Goals:
[1] List every attribute named in the passage that the email thread quotes from the ARIA 1.1 spec.
[2] Answer these questions from the email thread, one answer per line:
(a) Who sent the message dated Jul 30, 2018 1:47PM?
(b) On what date and at what time was the earliest quoted message from Birkir R. Gunnarsson sent?
(c) What kind of solution does the email thread call aria-label?

Text:
WebAIM - Web Accessibility In Mind

E-mail List Archives

Re: (Title element) WAS WCAG 2.1 - 1.3.5 - How to capture a violation?

for

From: Birkir R. Gunnarsson
Date: Jul 30, 2018 1:47PM


Hey John
I thought it was a mistake, and nobody will balme you for getting this
thing wrong with the thorough and detailed explanation you were
providing on a different topic (that explanation has been duely saved
to my favorites and given a write up in my accessibility guide related
to WCAG 2.1).
NO problem, glad this was a minor mistake of yours and not a
substantive change in the W3C specifications.


On 7/30/18, John Foliot < <EMAIL REMOVED> > wrote:
> So... I may have been wrong there...
>
> There are multiple documents now at the W3C related to name-calculation, so
> that is a problem as well as a source of confusion.
>
> Further reading and research suggests that ARIA 1.1 no longer references
> the @title attribute directly, but the *HTML Accessibility API Mappings
> 1.0*
> Recommendation *does* (
> https://www.w3.org/TR/html-aam-1.0/#input-type-text-input-type-password-input-type-search-input-type-tel-input-type-url-and-textarea-element),
> as does the *Accessible Name and Description Computation 1.1*
> Recommendation (
> https://www.w3.org/TR/accname-1.1/).
>
> *The ARIA 1.1 *spec says this about @title:
>
> (The accessible)
> name comes from values provided by the author in explicit markup features
> such as the aria-label
> <https://www.w3.org/TR/wai-aria-1.1/#aria-label> attribute,
> the aria-labelledby
> <https://www.w3.org/TR/wai-aria-1.1/#aria-labelledby> attribute,
> or the host language labeling mechanism, such as the alt or title
> attributes
> in HTML, with HTML title attribute having the lowest precedence for
> specifying a text alternative.
>
>
> So I mis-spoke, and apologize for adding confusion. It was late, I was
> discussing a different topic, and didn't give enough research to that
> point.
>
> JF
>
> On Mon, Jul 30, 2018 at 12:40 PM, Birkir R. Gunnarsson <
> <EMAIL REMOVED> > wrote:
>
>> Agreed.
>> For clarity, we are talking about the title attribute, not the title
>> element.
>>
>> The Accessible name calculation algorithm has allowed use of the title
>> attribute as a source of accessible name for years.
>> It is accessible to more people than aria-label, which is purely a
>> screen reader solution, without CSS or JavaScript custom
>> implementation.
>> For focusable element the title attribute is supported as a source of
>> accessible name by the vast majority of common browser and screen
>> reader combinations.

Stored data:
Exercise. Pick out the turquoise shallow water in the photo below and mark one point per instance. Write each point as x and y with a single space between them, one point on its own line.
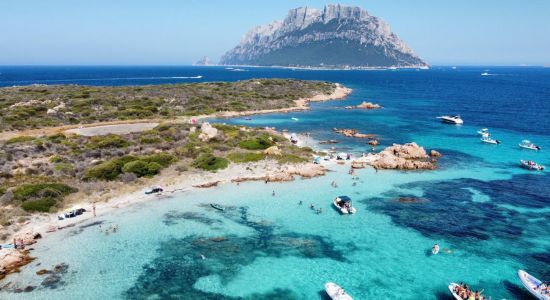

Replies:
[1] aria-label, aria-labelledby, alt, title

[2]
(a) Birkir R. Gunnarsson
(b) Mon, Jul 30, 2018 at 12:40 PM
(c) Purely a screen reader solution